| Page excerpt |
===============

It is supposed that hose or stockings of silk were unknown in this country before the middle of the 16th
century. A pair of Spanish silk hose was presented by Sir Thomas Gresham to Edward VI., his father never
having worn any but those made of cloth. In the reign of good Queen Bess, nether socks or stockings were of
silk, jarnsey, worsted crewel, or the finest yarn, thread, or cloth, and were of all colours, "cunningly knit and

curiously indented in every point, with querks, clocks, open seams, and everything else accordingly." Planché
states, in the third year of Elizabeth, Mistress Montague, the Queen's silk-woman, presented Her Majesty with
a pair of black silk knit stockings, made in England; and from that time she wore no others, in the laudable
desire to encourage their home manufacture by her own example. The Queen's patronage, and the invention,
in 1599, of a weaving frame, by William Lee, Master of Arts, and Fellow of St. John's College, Cambridge,
gave a great impetus tus to the stocking trade, which has been carried on with considerable success ever since,
particularly in the Midland counties of England.

===============

| Set tasks |
(a) From the passage on silk stockings, list every material it says stockings were made of in the reign of Queen Elizabeth.
(b) Carry on the passage on silk stockings from the point where it ends.

| Dataset section |
===============

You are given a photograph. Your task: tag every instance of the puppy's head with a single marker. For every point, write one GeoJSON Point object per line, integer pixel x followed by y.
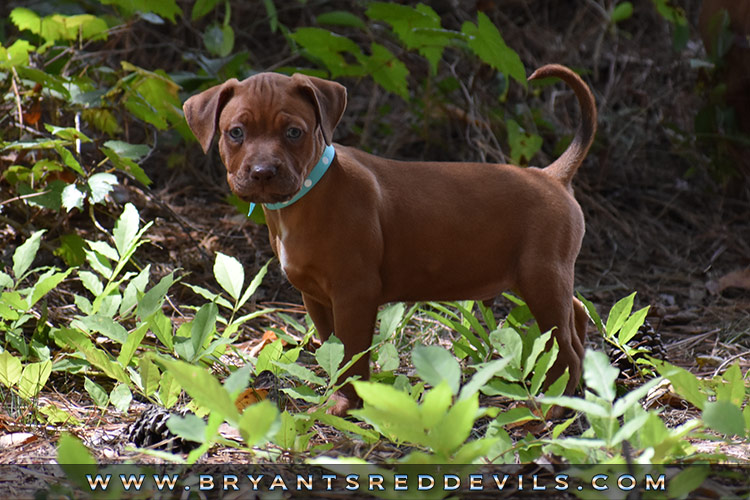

===============

| Results in order |
(a) silk, jarnsey, worsted crewel, the finest yarn, thread, cloth

(b)
Spurs can be traced back to the Anglo-Saxon period, which is quite far enough for this purpose. They had no
rowels, but were made with a simple point like a goad, and were fastened with leathers. Early in the 15th
century spurs were screwed on to a steel shoe, instead of being fastened with straps. They were long in the
CHAPTER IV. 20
neck, and the spikes of the rowels of formidable dimensions. From a sketch of a spur worn at the Battle of
Naseby, in the reign of Charles I., it will be seen that, as progress was made in armour and military gear,
considerable attention was paid to this portion of the soldier's outfit; indeed, it was more elaborate in design
than is now considered necessary. From a very early period spurs have been used by both sexes.
A curious custom was in vogue at the beginning of the present century for ladies to make their own indoor
shoes. This fashion was inaugurated by Queen Charlotte, who was particularly deft in handling a beautiful set
of shoemaker's tools, mounted in silver, with ivory handles. Tradesmen bitterly complained that worktables in
boudoirs were strewn with the implements of their craft; but, like many other feminine fads, it soon passed
away. About this period clogs were also used. These were made of wood, and served as a protection to shoes
out of doors. A similar contrivance, with the addition of an iron ring, leather strap and toe-cap, is still
sometimes worn by farm servants, and is called a patten. Another form of clog, consisting of a laced leather
boot with wooden sole, is extensively used by the working classes in the North of England, and the sabot, a
wooden shoe, is the ordinary foot-gear of peasants on the Continent.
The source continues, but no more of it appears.